→ What is required
When you reach the listing, restate it word for word, leaving nothing out.
----- Records supplied
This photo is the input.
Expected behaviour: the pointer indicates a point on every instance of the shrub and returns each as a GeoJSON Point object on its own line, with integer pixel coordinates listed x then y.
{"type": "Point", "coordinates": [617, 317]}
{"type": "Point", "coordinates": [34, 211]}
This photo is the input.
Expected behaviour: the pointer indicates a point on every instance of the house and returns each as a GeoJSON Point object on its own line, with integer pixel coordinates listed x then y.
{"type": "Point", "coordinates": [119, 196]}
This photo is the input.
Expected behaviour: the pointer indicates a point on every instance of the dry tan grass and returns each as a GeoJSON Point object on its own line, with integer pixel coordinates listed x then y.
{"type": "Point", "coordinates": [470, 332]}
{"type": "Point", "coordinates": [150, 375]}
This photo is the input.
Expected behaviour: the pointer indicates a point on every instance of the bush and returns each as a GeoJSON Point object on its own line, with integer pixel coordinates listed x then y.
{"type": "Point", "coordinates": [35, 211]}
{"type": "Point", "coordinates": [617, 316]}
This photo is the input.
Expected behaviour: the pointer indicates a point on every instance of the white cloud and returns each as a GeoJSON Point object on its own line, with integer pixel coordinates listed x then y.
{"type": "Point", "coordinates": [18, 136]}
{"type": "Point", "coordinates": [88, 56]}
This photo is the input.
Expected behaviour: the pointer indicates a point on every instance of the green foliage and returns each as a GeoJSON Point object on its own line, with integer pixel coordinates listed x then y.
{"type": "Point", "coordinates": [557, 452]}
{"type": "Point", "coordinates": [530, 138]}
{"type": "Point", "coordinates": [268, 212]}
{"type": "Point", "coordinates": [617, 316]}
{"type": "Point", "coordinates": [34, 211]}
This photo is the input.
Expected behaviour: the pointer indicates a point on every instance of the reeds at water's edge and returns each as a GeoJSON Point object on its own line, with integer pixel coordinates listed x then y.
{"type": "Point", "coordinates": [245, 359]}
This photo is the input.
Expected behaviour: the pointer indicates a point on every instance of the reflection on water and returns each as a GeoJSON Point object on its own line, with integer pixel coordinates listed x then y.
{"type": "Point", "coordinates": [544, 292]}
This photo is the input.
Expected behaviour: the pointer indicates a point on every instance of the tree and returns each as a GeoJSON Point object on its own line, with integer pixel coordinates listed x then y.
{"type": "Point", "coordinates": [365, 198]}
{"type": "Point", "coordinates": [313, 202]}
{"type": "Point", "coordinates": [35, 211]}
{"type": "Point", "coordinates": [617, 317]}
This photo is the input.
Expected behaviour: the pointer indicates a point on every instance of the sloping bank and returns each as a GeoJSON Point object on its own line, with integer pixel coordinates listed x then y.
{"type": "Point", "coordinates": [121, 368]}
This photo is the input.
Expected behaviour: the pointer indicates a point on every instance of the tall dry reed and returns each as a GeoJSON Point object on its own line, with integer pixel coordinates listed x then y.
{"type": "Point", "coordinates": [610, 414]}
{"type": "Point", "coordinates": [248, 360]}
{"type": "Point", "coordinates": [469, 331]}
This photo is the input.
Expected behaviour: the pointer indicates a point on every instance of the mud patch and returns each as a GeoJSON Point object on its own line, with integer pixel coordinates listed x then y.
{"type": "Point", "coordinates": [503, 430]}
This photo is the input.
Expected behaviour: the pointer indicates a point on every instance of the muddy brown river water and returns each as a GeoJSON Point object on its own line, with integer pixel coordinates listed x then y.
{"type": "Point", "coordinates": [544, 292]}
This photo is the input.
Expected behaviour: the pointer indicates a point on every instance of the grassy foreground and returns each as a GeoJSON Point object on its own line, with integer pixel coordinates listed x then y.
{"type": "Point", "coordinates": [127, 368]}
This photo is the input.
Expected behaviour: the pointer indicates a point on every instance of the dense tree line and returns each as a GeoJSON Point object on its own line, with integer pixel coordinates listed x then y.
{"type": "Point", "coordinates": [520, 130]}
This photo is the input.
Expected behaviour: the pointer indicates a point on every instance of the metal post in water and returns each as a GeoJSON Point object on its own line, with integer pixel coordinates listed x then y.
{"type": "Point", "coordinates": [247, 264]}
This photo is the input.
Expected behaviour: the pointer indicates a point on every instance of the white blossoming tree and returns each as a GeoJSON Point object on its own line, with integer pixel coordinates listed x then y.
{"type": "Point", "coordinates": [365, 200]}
----------
→ Task solution
This photo is the input.
Expected behaviour: the pointer indicates a point on every instance of the shrub and returns each as a GeoJSON Point object on its own line, with integer pixel coordinates listed x then y.
{"type": "Point", "coordinates": [617, 317]}
{"type": "Point", "coordinates": [34, 211]}
This photo is the input.
Expected behaviour: the pointer indicates a point on every instance of the house and returns each as a GeoJSON Point object on its own line, with integer pixel coordinates listed x then y.
{"type": "Point", "coordinates": [119, 196]}
This photo is the input.
Expected behaviour: the pointer indicates a point on every instance of the dry tan grass and returns each as a GeoJSON Point object on its own line, with integer pixel coordinates listed x then y.
{"type": "Point", "coordinates": [470, 332]}
{"type": "Point", "coordinates": [150, 375]}
This photo is the input.
Expected behaviour: the pointer indicates a point on every instance of the bush and returns each as a GeoJSON Point object on its own line, with integer pixel coordinates listed x then y.
{"type": "Point", "coordinates": [35, 211]}
{"type": "Point", "coordinates": [617, 316]}
This photo is the input.
Expected behaviour: the pointer indicates a point on every instance of the white cloud and returns each as a GeoJSON Point object on its own line, with integer pixel coordinates listed x then y.
{"type": "Point", "coordinates": [18, 136]}
{"type": "Point", "coordinates": [88, 56]}
This photo is the input.
Expected behaviour: the pointer indicates a point on every instance of the green foliage and returns each as a GeoJSON Point object on its own line, with integer pixel coordinates listed x then y.
{"type": "Point", "coordinates": [557, 452]}
{"type": "Point", "coordinates": [530, 138]}
{"type": "Point", "coordinates": [268, 212]}
{"type": "Point", "coordinates": [617, 316]}
{"type": "Point", "coordinates": [34, 211]}
This photo is the input.
Expected behaviour: the pointer indicates a point on every instance of the reeds at water's edge and returns each as a GeoJSON Point object on its own line, with integer pixel coordinates listed x then y.
{"type": "Point", "coordinates": [245, 359]}
This photo is the input.
Expected behaviour: the pointer indicates a point on every instance of the reflection on water and returns each as a GeoJSON Point object on its own line, with integer pixel coordinates listed x then y.
{"type": "Point", "coordinates": [544, 292]}
This photo is the input.
Expected behaviour: the pointer indicates a point on every instance of the tree and returns each as a GeoJSON Point object on its own line, with integer pixel coordinates listed x then y.
{"type": "Point", "coordinates": [365, 198]}
{"type": "Point", "coordinates": [313, 202]}
{"type": "Point", "coordinates": [35, 211]}
{"type": "Point", "coordinates": [617, 317]}
This photo is the input.
Expected behaviour: the pointer indicates a point on every instance of the sloping bank and returns each as a GeoJSON Point object on its own line, with integer pixel coordinates listed x then y.
{"type": "Point", "coordinates": [121, 368]}
This photo is the input.
Expected behaviour: the pointer indicates a point on every instance of the tall dry reed and returns each as a GeoJSON Point object on its own line, with integer pixel coordinates listed x then y.
{"type": "Point", "coordinates": [610, 414]}
{"type": "Point", "coordinates": [248, 360]}
{"type": "Point", "coordinates": [469, 331]}
This photo is the input.
Expected behaviour: the pointer indicates a point on every instance of the mud patch and returns each as a GeoJSON Point object on its own line, with integer pixel coordinates listed x then y.
{"type": "Point", "coordinates": [503, 430]}
This photo is the input.
Expected behaviour: the pointer indicates a point on every instance of the muddy brown river water and returns each as a GeoJSON Point object on its own line, with integer pixel coordinates listed x then y.
{"type": "Point", "coordinates": [544, 292]}
This photo is the input.
Expected behaviour: the pointer indicates a point on every instance of the grassy foreground and returns each as a GeoJSON Point object on its own line, with integer pixel coordinates listed x then y.
{"type": "Point", "coordinates": [127, 368]}
This photo is the input.
Expected behaviour: the pointer indicates a point on every instance of the dense tree line and returns each as a GeoJSON Point object on its own line, with integer pixel coordinates listed x then y.
{"type": "Point", "coordinates": [520, 130]}
This photo is the input.
Expected behaviour: the pointer indicates a point on every instance of the metal post in water and returns each as a GeoJSON Point object on its own line, with integer pixel coordinates listed x then y.
{"type": "Point", "coordinates": [247, 264]}
This photo is the input.
Expected behaviour: the pointer indicates a point on every instance of the white blossoming tree and returns each as a GeoJSON Point object on its own line, with integer pixel coordinates listed x then y.
{"type": "Point", "coordinates": [365, 200]}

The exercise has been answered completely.